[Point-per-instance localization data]
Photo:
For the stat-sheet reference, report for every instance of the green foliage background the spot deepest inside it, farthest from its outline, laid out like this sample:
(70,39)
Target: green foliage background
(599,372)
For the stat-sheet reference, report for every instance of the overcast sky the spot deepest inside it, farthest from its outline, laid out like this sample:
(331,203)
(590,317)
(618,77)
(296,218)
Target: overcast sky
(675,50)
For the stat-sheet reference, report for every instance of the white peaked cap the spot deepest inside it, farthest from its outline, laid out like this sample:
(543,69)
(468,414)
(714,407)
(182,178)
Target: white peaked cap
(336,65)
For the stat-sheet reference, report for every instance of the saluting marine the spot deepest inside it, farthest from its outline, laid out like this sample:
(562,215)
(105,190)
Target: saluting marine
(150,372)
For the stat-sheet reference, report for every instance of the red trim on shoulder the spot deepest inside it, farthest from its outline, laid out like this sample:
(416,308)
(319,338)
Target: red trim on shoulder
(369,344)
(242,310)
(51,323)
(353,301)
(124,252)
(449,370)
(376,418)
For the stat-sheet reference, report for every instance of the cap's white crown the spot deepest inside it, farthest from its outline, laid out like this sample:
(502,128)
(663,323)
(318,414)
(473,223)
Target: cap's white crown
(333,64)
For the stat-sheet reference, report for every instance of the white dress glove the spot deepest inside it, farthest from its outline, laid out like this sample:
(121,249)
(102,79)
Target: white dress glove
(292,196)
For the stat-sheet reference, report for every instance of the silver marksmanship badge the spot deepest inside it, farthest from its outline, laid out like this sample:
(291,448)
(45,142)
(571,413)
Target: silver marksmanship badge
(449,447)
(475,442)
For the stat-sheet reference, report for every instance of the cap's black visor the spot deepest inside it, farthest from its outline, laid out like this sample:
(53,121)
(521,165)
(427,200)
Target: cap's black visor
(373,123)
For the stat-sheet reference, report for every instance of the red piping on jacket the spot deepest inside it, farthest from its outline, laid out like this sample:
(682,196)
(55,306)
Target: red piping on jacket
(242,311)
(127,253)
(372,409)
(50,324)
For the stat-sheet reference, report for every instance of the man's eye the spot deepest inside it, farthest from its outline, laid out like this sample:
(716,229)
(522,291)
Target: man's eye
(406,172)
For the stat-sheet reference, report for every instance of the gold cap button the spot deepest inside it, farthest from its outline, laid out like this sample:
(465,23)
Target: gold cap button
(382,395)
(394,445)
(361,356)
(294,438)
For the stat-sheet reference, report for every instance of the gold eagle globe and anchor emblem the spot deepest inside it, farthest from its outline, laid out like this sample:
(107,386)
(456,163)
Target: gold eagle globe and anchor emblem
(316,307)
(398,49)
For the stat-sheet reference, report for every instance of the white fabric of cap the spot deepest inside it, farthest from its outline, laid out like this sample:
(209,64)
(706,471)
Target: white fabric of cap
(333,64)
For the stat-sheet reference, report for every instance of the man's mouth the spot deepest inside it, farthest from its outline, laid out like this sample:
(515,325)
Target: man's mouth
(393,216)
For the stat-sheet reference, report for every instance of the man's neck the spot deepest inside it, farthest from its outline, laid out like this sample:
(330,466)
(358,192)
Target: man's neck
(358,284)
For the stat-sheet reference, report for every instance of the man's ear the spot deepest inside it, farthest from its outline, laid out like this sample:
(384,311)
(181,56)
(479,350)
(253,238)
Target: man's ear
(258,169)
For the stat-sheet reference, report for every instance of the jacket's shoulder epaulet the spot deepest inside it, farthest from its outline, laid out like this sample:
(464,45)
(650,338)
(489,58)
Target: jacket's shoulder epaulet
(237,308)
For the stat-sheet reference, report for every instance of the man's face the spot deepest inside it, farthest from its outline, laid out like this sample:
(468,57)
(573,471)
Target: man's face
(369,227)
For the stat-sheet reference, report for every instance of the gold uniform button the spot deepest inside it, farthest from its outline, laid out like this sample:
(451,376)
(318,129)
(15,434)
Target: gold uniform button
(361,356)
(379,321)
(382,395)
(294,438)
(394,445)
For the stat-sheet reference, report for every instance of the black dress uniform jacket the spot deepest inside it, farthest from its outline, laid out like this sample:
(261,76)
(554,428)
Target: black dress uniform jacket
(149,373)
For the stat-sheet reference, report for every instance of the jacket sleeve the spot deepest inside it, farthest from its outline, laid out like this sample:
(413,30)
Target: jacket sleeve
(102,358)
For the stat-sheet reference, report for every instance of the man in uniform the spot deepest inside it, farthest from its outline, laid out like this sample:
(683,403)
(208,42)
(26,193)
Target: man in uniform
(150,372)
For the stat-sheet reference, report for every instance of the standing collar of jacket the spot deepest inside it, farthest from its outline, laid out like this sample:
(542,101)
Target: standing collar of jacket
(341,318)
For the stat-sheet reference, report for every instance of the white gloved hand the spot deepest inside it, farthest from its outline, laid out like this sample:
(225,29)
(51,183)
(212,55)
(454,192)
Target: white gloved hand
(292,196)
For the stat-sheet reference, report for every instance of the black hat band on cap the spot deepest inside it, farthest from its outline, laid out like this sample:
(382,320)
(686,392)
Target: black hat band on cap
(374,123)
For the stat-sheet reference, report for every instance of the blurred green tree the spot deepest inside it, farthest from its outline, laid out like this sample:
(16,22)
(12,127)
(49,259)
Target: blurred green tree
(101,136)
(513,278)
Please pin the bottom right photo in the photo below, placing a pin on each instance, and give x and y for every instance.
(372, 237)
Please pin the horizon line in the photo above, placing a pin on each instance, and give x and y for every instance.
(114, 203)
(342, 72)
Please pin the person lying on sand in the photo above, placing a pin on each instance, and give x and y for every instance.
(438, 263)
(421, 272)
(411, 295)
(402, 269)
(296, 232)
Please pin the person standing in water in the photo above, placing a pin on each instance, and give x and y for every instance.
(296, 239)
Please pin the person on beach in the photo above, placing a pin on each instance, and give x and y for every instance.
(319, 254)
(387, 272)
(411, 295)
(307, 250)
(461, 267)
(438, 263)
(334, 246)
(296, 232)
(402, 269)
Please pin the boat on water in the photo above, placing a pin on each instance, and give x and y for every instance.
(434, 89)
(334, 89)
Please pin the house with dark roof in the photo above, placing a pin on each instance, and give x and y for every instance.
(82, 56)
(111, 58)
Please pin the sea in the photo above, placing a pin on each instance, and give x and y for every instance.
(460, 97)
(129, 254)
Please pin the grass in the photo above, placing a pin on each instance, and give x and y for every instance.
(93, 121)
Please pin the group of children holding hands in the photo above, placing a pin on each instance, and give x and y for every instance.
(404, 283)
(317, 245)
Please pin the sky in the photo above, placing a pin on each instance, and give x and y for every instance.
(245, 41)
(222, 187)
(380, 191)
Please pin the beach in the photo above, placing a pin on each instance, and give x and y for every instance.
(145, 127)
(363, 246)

> _Work instructions_
Reproduce the entries exactly, each one as given.

> _Exercise solution_
Photo:
For the stat-sheet reference, report for every instance of the green foliage background the spot deepest inside it, farthest from its outline, laid out like this sample:
(70,39)
Target: green foliage background
(599,372)
For the stat-sheet reference, report for every instance of the overcast sky the spot deepest inside it, farthest from its outline, laid out like this sample:
(331,203)
(590,317)
(618,77)
(296,218)
Target: overcast sky
(675,50)
For the stat-sheet reference, report for every instance of the white peaked cap the spot deepest inside it, farthest from its outline, laid out like this sample:
(543,69)
(468,414)
(714,407)
(182,178)
Target: white peaked cap
(336,65)
For the stat-sheet reference, report for every instance of the saluting marine the spot deepest inside it, farthest from its outline, laid out like this sample:
(562,215)
(105,190)
Target: saluting marine
(150,372)
For the stat-sheet reference, report for every instance of the red trim on shoulder the spot deepest inside it, farthest from its outline, laid out like this sample:
(416,308)
(319,338)
Target: red trim on shoulder
(369,344)
(242,310)
(51,323)
(353,301)
(124,252)
(449,370)
(376,418)
For the stat-sheet reference, report for every instance of the cap's white crown the spot deepest inside it, farthest from its outline, laid out like this sample:
(502,128)
(663,323)
(318,414)
(473,223)
Target: cap's white crown
(333,64)
For the stat-sheet reference, report for every instance of the white dress glove the spot deepest inside it, farthest from its outline, laid out like this sample:
(121,249)
(102,79)
Target: white dress glove
(292,196)
For the stat-sheet reference, report for every instance of the silver marksmanship badge the spot deepest inside it, farthest from its outline, laid out like this sample:
(291,448)
(45,142)
(571,413)
Target: silver marksmanship badge
(449,447)
(475,442)
For the stat-sheet reference, report for every instance of the cap's black visor the spot deepest inside it, farthest from its outline, laid out like this sample:
(53,121)
(521,165)
(427,200)
Target: cap's black visor
(373,123)
For the stat-sheet reference, report for every instance of the red piping on jacket the spot deepest inside it, farthest from its outline, laid out like this sample:
(682,196)
(55,306)
Target: red piping on jacket
(242,311)
(127,253)
(372,409)
(50,324)
For the stat-sheet reference, report for every instance of the man's eye the spot deepest inside it, farthest from its outline, laid out like this sample:
(716,229)
(522,291)
Target: man's eye
(406,172)
For the stat-sheet reference, report for every instance of the gold cap button the spot deepest inside it, farthest from its outline, laid out like this sample:
(465,23)
Target: gold cap button
(382,395)
(394,445)
(361,356)
(294,438)
For the stat-sheet reference, report for every instance of the gold eagle globe and anchor emblem the spot deepest inside it, farthest from its outline, laid out like this sample:
(107,386)
(456,163)
Target: gold eagle globe and anchor emblem
(316,307)
(398,49)
For the stat-sheet reference, report for every instance of the white fabric of cap the spot deepest inside it, farthest from its outline, laid out like this sample:
(209,64)
(706,471)
Target: white fabric of cap
(333,64)
For the stat-sheet reference, report for every instance of the man's mouth the spot deepest inside it, farthest from its outline, laid out like this sample:
(515,325)
Target: man's mouth
(393,216)
For the stat-sheet reference, report for every instance of the man's neck the spot deepest inside it, farthest from its outline, laid out like this sample:
(330,466)
(358,192)
Target: man's neck
(358,284)
For the stat-sheet reference, report for every instance of the man's ear the spot deepest inside it, farthest from its outline, laid out like this sample:
(384,311)
(181,56)
(479,350)
(253,238)
Target: man's ear
(258,169)
For the stat-sheet reference, report for every instance of the jacket's shoulder epaulet the spot deepest inside it, farthest from its outline, laid out like this sample:
(464,45)
(650,338)
(489,58)
Target: jacket's shoulder epaulet
(237,308)
For the stat-sheet reference, report for every instance of the man's face the spot deepest inside it, farthest from its outline, laid out like this sample:
(468,57)
(573,471)
Target: man's face
(369,227)
For the stat-sheet reference, report for every instance of the gold uniform button the spot deepest inside it, farthest from its outline, laid out like this sample:
(451,376)
(318,129)
(15,434)
Target: gold uniform button
(361,356)
(379,321)
(382,395)
(294,438)
(394,445)
For the stat-sheet reference, report for every instance of the black dress uniform jacket the spot deepest inside it, farthest from its outline, laid out like this sample:
(261,76)
(554,428)
Target: black dress uniform jacket
(149,373)
For the stat-sheet reference, report for every instance of the jacket sleeve the spot deepest inside it, farthest from its outline, laid out like this sample:
(413,30)
Target: jacket sleeve
(102,358)
For the stat-sheet reference, report for every instance of the man in uniform the spot deepest inside it, farthest from its outline, laid out like this sample:
(683,403)
(208,42)
(26,193)
Target: man in uniform
(150,372)
For the stat-sheet reference, report for every instance of the standing collar of jacket the spot deepest inside it, farthest from its outline, laid out like this sample:
(542,101)
Target: standing collar of jacket
(341,318)
For the stat-sheet reference, report for every instance of the white gloved hand the spot deepest inside it, farthest from its outline, laid out like this sample:
(225,29)
(51,183)
(212,55)
(454,192)
Target: white gloved hand
(292,196)
For the stat-sheet reference, report for every instance of the black hat band on cap the spot deepest inside it, farthest from its outline, laid out like this sample:
(382,320)
(686,392)
Target: black hat band on cap
(374,123)
For the stat-sheet reference, report for every instance of the blurred green tree the spot deepest inside it, farthest from its outline, laid out like this sample:
(16,22)
(12,127)
(49,259)
Target: blurred green tree
(101,136)
(513,278)
Please pin the bottom right photo in the photo below, placing a pin on each instance, and give x and y for every instance.
(372, 237)
Please pin the horizon line in the photo above, placing a pin on each instance, and give x and y for every instance.
(114, 203)
(342, 72)
Please pin the person lying on sand in the photo above, placing a pin on each instance, and give x and y for every instance.
(438, 263)
(421, 272)
(411, 295)
(402, 269)
(296, 232)
Please pin the person standing in water in the photo above, placing a pin on each instance, and give x and y for every instance.
(296, 239)
Please pin the person on beach in the photo above, placing a pin on each instance, and give x and y for every instance.
(319, 254)
(387, 272)
(411, 295)
(307, 250)
(461, 267)
(438, 263)
(334, 246)
(296, 232)
(402, 269)
Please pin the boat on water in the photo above, placing a pin on each instance, and give x and y for every instance.
(434, 89)
(334, 89)
Please pin the house with dark roof in the photo above, placing a pin on each instance, and give x and y for every instance.
(82, 56)
(111, 58)
Please pin the sea in the photo above, placing a pin on each instance, and give x and y for every instance.
(460, 97)
(129, 254)
Please pin the grass in the photo above, placing a pin on each instance, and give x and y for every instance.
(93, 121)
Please pin the group of children holding hands in the photo above, placing a pin on each instance, and give x and y for every instance.
(404, 283)
(317, 245)
Please pin the sky in the photo above, placing a pin on each instance, and give x and y for every instance.
(245, 41)
(222, 187)
(380, 191)
Please pin the beach in the photo above, placing a pin on each instance, and give x and y for every instance.
(145, 127)
(363, 246)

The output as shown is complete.